== EXTRAIT DU DOCUMENT

Banques . Plusieurs établissements ont augmenté leurs taux
d’intérêts, ce qui est une bonne nouvelle pour les dépositaires. Mais cela
pourrait aussi se retourner contre eux. Explications.
La loi de l’intérêt
Augmenter
les dépôts ou relancer l’investissement ? Ce sont deux objectifs difficiles à
atteindre en ce moment avec le recours de la moitié des banques sur le marché à
la hausse de leurs intérêts entre 0,5 et 1 %, pour dépasser les 10 %. La liste
comprend de grandes banques, telles que banque Misr, NSGB, CIB, Crédit Agricole
Egypt et la banque Audi.
Cette
hausse a pris des formes différentes. La banque Audi a augmenté directement les
intérêts sur ses dépôts à long terme de 5 ans avec des rendements annuels de 10
à 10,3 % et de 3 ans de 9,7 à 10,2 %. Ces taux sont les plus élevés sur le
marché. Quant à la banque Misr, elle a lancé un nouveau certificat bancaire
remboursable sur 10 ans avec un taux d’intérêt de 10 %. Ces chiffres sont
supérieurs à la moyenne des intérêts dans le secteur bancaire variant entre 8
et 9,5 %.
Les
banques visent à attirer le plus de clients en vue d’augmenter le niveau des
dépôts bancaires qui ont stagné après la révolution du 25 janvier. « Notre
objectif principal est d’augmenter la base de notre clientèle en lui offrant
des intérêts avantageux. Les clients sont ainsi récompensés par la fixation des
intérêts pour plus d’un an et demi », explique Helmi
Al-Sayed, président du département d’investissement au sein de la banque Misr. Il
ajoute que les intérêts bancaires sont restés faibles pendant longtemps pour
les investisseurs. Cependant, il s’abstient de dévoiler les chiffres des dépôts
bancaires dans son établissement après la révolution.
Investi dans un appartement
La
majorité des clients ont dû retirer leurs fonds après la fermeture des banques
pendant plus d’un mois. C’est l’exemple de Nahed Zaki, une cliente de l’une des grandes banques. Elle
raconte à Al-Ahram Hebdo qu’elle a retiré 300 000
L.E. après la réouverture des banques pendant la révolution. « J’étais inquiète
du manque de stabilité politique dans le pays », explique-t-elle. De plus, elle
a investi dans l’achat d’un appartement, car c’est plus sûr, « d’autant plus
que le taux d’intérêt était trop bas ». Nahed ne fait
pas exception. Des milliers de dépositaires ont souffert de la chute des
rendements de leurs dépôts en monnaie locale suite à la hausse du taux
d’inflation et la baisse des intérêts bancaires. Plusieurs ont eu recours aux
dépôts en devises pour ne pas subir les répercussions de l’instabilité.

====
== ENTRÉES DE DONNÉES

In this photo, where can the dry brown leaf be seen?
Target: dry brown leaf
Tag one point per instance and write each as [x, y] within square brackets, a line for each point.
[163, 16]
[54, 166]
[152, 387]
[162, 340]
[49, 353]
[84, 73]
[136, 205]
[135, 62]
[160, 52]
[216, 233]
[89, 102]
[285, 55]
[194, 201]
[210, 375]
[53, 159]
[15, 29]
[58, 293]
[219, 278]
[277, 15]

====

**CONSIGNES DE TRAVAIL**
(1) Extrayez mot pour mot de l'article sur les taux bancaires le passage commençant à "La loi de l’intérêt" et se terminant à "la banque Audi.".
(2) Traduisez en anglais la phrase suivante de l'article sur les taux bancaires : « Quant à la banque Misr, elle a lancé un nouveau certificat bancaire remboursable sur 10 ans avec un taux d’intérêt de 10 %. »
(3) Indiquez si chacune des affirmations suivantes concorde avec l'article sur les taux bancaires. Répondez par oui ou par non et citez les mots de l'article qui tranchent la question.
(a) La banque Audi a porté à 10,3 % le rendement annuel de ses dépôts à 5 ans.
(b) Helmi Al-Sayed a révélé les chiffres des dépôts de la banque Misr après la révolution.
(c) Nahed Zaki a retiré 300 000 L.E. après la réouverture des banques.

**RÉPONSES PAR CONSIGNE**
(1)
La loi de l’intérêt
Augmenter
les dépôts ou relancer l’investissement ? Ce sont deux objectifs difficiles à
atteindre en ce moment avec le recours de la moitié des banques sur le marché à
la hausse de leurs intérêts entre 0,5 et 1 %, pour dépasser les 10 %. La liste
comprend de grandes banques, telles que banque Misr, NSGB, CIB, Crédit Agricole
Egypt et la banque Audi.

(2) As for Banque Misr, it launched a new bank certificate redeemable over 10 years with an interest rate of 10%.

(3)
(a) Oui : « intérêts sur ses dépôts à long terme de 5 ans avec des rendements annuels de 10 à 10,3 % »
(b) Non : « il s’abstient de dévoiler les chiffres des dépôts bancaires dans son établissement après la révolution »
(c) Oui : « elle a retiré 300 000 L.E. après la réouverture des banques »